┌─ Task data
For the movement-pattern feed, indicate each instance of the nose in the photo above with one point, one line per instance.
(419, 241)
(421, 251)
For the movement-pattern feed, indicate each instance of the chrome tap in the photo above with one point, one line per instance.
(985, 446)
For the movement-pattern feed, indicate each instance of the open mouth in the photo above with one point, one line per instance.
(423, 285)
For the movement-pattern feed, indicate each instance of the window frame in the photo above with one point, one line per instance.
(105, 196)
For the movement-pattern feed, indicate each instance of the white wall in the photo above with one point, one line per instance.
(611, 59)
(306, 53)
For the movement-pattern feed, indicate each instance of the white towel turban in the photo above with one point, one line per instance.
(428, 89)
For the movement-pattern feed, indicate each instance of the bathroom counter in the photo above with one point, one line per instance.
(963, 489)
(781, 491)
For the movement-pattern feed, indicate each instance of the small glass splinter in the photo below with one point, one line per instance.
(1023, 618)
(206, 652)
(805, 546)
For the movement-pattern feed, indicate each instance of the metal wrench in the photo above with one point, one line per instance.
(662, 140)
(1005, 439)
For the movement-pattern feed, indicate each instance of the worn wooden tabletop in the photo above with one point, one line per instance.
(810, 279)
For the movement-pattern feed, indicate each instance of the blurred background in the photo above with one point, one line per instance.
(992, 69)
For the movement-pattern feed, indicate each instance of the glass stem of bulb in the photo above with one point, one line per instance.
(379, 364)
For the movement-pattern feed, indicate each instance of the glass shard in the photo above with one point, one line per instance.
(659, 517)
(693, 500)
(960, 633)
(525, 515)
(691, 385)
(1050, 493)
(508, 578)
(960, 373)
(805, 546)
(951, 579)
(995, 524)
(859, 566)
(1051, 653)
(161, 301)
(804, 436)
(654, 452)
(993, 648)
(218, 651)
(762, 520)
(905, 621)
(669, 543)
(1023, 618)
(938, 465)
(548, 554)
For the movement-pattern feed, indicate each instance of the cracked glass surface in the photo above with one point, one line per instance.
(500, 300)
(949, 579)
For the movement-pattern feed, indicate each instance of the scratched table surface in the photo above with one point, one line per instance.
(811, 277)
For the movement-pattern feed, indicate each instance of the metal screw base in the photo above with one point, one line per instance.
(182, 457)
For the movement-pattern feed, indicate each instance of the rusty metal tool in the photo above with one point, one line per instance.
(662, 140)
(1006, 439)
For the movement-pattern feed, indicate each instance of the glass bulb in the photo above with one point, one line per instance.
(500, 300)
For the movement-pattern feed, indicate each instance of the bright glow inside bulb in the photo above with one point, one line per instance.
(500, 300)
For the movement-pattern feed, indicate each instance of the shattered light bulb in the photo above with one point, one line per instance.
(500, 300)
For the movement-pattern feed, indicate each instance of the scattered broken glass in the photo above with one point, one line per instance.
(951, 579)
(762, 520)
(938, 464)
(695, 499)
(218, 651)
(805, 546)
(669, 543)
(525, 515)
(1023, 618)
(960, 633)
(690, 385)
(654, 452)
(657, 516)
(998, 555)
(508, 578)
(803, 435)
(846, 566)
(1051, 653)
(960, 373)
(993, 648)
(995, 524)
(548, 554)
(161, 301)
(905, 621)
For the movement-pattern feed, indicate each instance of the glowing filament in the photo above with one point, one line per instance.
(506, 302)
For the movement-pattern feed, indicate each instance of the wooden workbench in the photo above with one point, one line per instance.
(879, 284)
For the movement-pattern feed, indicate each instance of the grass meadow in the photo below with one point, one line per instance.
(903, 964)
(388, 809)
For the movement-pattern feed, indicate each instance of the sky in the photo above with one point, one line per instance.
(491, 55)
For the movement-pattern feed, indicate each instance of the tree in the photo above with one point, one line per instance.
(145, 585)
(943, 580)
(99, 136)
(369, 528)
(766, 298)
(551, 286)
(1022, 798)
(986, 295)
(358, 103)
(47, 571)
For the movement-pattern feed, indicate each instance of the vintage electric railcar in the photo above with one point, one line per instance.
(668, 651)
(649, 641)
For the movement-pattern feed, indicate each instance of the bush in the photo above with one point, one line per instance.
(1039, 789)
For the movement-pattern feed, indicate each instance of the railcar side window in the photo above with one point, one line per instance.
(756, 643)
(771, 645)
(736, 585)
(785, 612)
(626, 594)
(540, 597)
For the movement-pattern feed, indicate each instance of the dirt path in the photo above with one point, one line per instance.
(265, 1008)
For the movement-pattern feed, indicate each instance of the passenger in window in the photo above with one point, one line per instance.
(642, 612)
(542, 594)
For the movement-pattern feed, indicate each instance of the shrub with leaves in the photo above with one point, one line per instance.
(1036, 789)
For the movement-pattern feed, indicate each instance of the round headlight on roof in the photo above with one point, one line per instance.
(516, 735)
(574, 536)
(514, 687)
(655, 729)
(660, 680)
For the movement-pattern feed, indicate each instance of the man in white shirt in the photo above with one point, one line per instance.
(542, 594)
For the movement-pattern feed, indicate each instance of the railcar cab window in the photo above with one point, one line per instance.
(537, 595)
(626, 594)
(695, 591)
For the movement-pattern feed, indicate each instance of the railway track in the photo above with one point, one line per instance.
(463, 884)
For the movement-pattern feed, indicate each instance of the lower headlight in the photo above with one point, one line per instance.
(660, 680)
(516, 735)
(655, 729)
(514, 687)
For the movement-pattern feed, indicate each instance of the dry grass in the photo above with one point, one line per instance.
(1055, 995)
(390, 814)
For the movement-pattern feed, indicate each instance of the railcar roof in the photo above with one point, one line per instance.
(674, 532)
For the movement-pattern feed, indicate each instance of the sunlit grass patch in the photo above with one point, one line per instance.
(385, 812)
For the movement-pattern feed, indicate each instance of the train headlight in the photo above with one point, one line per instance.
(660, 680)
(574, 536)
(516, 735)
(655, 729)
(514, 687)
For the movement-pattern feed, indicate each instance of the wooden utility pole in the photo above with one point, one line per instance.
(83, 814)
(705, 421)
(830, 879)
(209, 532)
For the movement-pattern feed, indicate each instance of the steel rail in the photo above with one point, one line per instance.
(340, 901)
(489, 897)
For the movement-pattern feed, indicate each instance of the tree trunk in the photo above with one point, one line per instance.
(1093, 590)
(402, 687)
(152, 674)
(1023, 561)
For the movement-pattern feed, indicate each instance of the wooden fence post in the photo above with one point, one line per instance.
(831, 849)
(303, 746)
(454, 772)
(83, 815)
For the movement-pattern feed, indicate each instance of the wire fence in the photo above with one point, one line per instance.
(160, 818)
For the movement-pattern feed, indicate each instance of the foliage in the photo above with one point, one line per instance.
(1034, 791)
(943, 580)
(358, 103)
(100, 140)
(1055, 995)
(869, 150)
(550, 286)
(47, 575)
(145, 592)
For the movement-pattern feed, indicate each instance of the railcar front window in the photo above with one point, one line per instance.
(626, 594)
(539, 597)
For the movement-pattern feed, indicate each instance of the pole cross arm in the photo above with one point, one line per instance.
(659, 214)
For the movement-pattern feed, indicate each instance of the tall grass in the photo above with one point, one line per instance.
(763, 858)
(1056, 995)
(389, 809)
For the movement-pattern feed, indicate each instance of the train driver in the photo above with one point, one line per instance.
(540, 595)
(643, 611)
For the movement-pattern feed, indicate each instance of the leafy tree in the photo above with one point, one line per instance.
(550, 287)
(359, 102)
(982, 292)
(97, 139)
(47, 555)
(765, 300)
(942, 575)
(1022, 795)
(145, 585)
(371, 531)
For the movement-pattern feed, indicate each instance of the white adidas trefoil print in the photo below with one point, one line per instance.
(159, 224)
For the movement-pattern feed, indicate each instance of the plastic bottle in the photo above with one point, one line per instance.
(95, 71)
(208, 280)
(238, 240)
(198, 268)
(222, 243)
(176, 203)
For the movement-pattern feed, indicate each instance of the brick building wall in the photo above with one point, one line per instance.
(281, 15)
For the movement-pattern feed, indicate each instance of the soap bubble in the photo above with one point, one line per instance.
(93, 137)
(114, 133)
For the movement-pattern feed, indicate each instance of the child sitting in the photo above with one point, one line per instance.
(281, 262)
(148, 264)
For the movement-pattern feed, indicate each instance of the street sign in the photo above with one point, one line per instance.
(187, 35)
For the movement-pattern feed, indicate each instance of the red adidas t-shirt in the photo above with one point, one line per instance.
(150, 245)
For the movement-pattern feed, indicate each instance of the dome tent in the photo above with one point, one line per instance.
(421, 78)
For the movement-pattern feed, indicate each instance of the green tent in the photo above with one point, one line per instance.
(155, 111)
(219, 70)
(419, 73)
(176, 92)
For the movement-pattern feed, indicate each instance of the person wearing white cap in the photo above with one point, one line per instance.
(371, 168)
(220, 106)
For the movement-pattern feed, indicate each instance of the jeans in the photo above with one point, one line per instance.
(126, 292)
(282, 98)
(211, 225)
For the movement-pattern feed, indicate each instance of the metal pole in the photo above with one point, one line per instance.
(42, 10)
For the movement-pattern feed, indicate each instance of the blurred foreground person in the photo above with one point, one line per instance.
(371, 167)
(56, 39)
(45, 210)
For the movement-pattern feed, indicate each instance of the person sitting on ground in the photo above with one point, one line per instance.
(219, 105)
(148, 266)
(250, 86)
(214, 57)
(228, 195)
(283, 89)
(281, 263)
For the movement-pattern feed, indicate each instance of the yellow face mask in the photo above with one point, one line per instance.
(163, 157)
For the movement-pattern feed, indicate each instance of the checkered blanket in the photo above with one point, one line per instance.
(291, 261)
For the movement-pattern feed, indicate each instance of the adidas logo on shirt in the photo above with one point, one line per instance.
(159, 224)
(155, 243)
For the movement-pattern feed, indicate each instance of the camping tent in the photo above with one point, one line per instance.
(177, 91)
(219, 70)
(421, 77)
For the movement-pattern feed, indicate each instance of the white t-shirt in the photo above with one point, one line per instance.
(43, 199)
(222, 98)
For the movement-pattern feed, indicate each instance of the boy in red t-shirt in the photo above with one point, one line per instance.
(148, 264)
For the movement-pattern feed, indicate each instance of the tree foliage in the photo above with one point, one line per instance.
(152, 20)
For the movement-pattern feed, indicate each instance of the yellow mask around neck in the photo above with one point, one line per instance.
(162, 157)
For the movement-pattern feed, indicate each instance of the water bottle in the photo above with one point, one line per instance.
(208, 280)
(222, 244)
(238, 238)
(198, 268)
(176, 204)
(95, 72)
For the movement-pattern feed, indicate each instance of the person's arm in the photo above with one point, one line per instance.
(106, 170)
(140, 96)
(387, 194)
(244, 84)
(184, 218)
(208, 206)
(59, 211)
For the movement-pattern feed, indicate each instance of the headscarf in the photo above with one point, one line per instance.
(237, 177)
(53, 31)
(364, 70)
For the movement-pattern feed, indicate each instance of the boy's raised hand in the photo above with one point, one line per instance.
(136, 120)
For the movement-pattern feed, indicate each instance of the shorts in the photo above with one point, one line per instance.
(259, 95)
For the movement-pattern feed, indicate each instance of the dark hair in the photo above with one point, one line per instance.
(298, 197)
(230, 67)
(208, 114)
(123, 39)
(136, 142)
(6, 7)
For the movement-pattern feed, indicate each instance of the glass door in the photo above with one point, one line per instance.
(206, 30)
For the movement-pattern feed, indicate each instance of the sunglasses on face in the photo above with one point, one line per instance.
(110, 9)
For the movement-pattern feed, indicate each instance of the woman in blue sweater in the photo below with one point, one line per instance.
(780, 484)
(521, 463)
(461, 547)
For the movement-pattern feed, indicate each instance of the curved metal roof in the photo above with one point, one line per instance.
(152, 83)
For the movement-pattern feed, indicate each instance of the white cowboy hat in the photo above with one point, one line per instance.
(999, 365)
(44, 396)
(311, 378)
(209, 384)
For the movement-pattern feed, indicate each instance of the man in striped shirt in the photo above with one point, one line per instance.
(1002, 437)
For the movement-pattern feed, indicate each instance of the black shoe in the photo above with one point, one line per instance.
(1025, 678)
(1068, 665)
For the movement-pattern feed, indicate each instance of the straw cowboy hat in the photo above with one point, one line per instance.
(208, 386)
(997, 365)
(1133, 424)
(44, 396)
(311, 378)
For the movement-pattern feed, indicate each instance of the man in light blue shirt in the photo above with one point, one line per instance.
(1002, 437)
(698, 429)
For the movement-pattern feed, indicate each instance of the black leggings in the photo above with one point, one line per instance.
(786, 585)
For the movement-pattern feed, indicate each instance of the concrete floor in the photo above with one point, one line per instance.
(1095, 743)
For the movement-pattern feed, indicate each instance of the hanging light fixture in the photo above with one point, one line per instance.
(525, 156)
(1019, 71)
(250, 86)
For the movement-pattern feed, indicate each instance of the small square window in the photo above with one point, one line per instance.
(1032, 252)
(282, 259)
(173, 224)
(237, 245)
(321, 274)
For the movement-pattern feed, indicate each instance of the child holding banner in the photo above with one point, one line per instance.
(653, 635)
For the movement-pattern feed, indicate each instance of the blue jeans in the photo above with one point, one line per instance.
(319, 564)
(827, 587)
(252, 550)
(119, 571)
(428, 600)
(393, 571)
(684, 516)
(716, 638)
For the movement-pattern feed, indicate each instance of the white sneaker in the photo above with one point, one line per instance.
└─
Given request
Extract every line from the one with "of the curved" down to the final line above, both included, exactly as written.

Written answer
For the movement-pattern feed, indicate each instance of the curved metal roof in the photo above with one point, one line per instance.
(152, 83)
For the movement-pattern feed, indicate each instance of the white cowboy hat in the photo above with one point, one line per instance.
(999, 365)
(44, 396)
(311, 378)
(209, 384)
For the movement-pattern feed, indicate each instance of the man in striped shirt in the photo above with one point, one line per instance.
(1002, 437)
For the movement-pattern feed, indicate each instance of the black shoe in the photo above with one point, one line per instance.
(1025, 678)
(1068, 665)
For the movement-pattern feed, indicate each instance of the straw cowboy hat in the photo above with one point, one line per instance.
(208, 386)
(997, 365)
(1133, 424)
(44, 396)
(311, 378)
For the movement-pattern feed, indicate each instance of the man in light blue shirt in the photo above with one point, one line per instance.
(1002, 437)
(698, 429)
For the movement-pattern feed, indicate each instance of the black leggings in the photo above with one point, one line per instance.
(786, 585)
For the movement-pattern feed, indicate each instance of the concrete floor in the photo above with one point, one line per instance.
(1095, 743)
For the movement-pattern feed, indicate each instance of the hanging light fixture in the photo above with one point, one line per instance.
(525, 156)
(1019, 71)
(250, 86)
For the movement-pattern feed, indicate each instance of the small square window in the photo above with one point, one line per instance.
(1032, 252)
(282, 259)
(173, 224)
(237, 245)
(321, 274)
For the movement-pattern feed, indicate each instance of the child holding banner in the photo above with one point, one line per instance.
(653, 635)
For the movement-pattern feed, indicate each instance of the blue jeans in the photo above with one point, one line per instance.
(319, 564)
(827, 587)
(252, 550)
(119, 571)
(428, 600)
(393, 571)
(684, 516)
(716, 638)
For the movement-pattern feed, indicate each instance of the white sneaker in the photo above with one point, one line per instance.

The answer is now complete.